> _SELECTED EXTRACT_
━━━━━━

Some Silicon Valley billionaires are looking for it - or at least a way
to extend life spans dramatically, perhaps by hundreds of years.
One scientist sponsored a $1 million contest - the Palo Alto Longevity
Prize - for researchers who can stop aging. Alphabet Inc's Google has a
business called Calico, also focused on extending life spans.
Entrepreneur Peter Thiel, a cofounder of PayPal Holdings Inc, has funded
anti-aging research and has even declared himself against death.
"Basically, I'm against it," he told a British journalist a few years
ago.
Marc Freedman, however, has a more down-to-earth idea about immortality.
The founder of the encore career movement has just published a wonderful
new book called "How to Live Forever: The Enduring Power of Connecting
the Generations" (Public Affairs). Freedman is aiming to kick-start a
national conversation about ways that today’s older generation can live
on through young people.
“Silicon Valley is trying to conquer the wrong problem in the wrong
way,” he told me in an interview. “Real happiness comes from having a
sense of purpose - and not defeating death, but accepting it and living
accordingly. We need to accept and embrace mortality with the wisdom
that we are a species that can live on not just literally, but by
passing on from generation to generation what we’ve learned from life.”

━━━━━━

> _TO BE DONE_
In the passage on longevity, what is the name of the Alphabet Inc. business focused on extending life spans?

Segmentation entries
━━━━━━

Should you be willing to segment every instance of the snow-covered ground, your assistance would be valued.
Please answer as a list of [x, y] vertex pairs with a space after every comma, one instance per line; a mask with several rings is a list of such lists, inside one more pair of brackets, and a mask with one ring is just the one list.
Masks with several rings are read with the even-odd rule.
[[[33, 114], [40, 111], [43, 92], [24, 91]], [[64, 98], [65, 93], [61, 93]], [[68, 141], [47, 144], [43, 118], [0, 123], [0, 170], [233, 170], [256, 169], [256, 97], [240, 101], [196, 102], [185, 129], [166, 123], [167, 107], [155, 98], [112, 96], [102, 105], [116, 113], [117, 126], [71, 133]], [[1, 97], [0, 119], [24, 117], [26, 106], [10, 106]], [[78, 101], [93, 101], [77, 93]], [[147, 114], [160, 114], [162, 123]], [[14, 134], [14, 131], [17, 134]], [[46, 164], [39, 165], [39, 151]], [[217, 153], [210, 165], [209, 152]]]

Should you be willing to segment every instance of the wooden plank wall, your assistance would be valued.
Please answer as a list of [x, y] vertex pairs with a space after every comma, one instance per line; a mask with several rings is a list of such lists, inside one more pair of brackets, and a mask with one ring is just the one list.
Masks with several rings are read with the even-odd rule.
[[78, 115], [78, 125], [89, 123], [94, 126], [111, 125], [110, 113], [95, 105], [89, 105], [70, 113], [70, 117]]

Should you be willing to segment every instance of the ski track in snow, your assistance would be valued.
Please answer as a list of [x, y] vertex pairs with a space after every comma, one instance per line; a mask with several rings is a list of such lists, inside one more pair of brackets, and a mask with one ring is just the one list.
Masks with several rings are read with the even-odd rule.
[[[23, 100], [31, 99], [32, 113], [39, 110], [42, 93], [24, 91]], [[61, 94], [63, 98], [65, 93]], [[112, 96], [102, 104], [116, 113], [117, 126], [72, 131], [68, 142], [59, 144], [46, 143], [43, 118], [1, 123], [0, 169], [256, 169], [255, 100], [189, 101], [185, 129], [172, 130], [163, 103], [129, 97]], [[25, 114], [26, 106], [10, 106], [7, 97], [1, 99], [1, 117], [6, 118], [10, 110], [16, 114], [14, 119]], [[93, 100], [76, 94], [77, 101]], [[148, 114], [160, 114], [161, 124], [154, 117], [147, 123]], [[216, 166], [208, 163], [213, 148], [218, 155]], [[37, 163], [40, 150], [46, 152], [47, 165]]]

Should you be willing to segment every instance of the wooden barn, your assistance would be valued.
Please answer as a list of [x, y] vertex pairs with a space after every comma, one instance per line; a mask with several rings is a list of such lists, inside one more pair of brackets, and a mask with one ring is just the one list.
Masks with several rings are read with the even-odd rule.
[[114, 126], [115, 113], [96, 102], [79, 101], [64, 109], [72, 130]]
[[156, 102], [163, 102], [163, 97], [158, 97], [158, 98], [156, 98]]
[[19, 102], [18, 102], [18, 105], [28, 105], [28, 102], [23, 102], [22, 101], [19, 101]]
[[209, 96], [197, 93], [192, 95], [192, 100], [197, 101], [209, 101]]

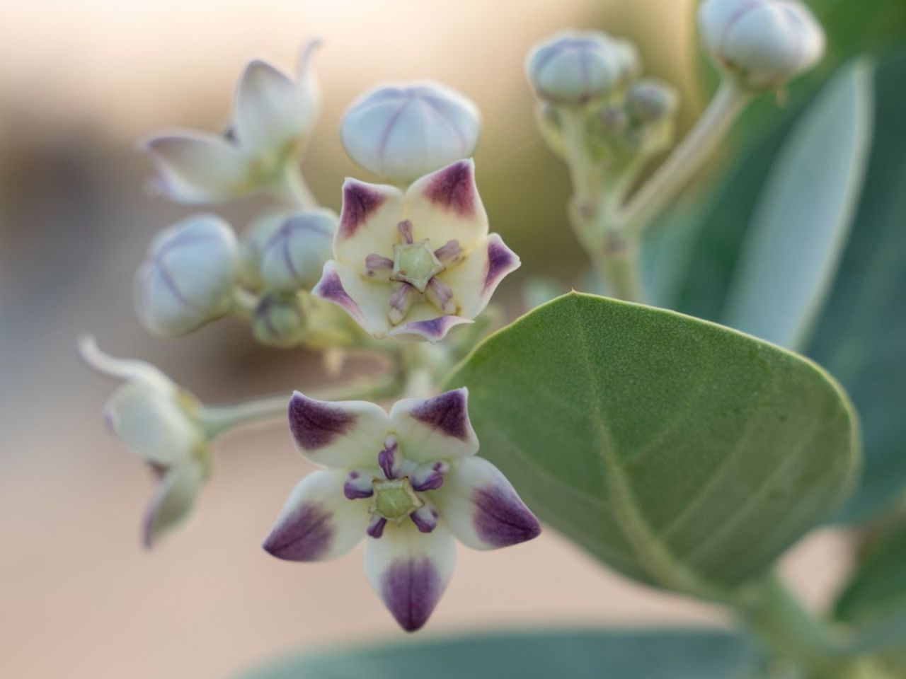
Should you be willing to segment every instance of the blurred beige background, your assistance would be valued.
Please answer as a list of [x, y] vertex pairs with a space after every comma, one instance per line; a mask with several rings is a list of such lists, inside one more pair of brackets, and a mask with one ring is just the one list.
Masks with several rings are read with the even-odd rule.
[[[353, 172], [336, 130], [343, 108], [381, 80], [430, 77], [484, 112], [479, 183], [496, 230], [531, 273], [576, 276], [565, 173], [533, 129], [524, 54], [571, 26], [640, 43], [649, 72], [693, 80], [691, 0], [128, 0], [0, 5], [0, 676], [224, 677], [276, 654], [347, 639], [401, 638], [361, 555], [287, 564], [258, 547], [309, 469], [277, 426], [220, 446], [214, 483], [185, 530], [139, 547], [149, 473], [106, 435], [111, 385], [76, 360], [74, 338], [155, 361], [206, 400], [323, 380], [313, 357], [256, 348], [223, 322], [184, 340], [149, 338], [130, 282], [147, 244], [187, 211], [147, 193], [133, 145], [162, 127], [222, 129], [245, 61], [318, 57], [324, 110], [305, 163], [338, 207]], [[255, 204], [225, 211], [237, 226]], [[787, 571], [820, 602], [843, 564], [818, 536]], [[553, 532], [499, 553], [460, 550], [425, 634], [535, 623], [719, 621], [715, 611], [636, 587]], [[833, 564], [833, 566], [829, 565]]]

━━━━━━

> _COMPLETE OUTPUT_
Calico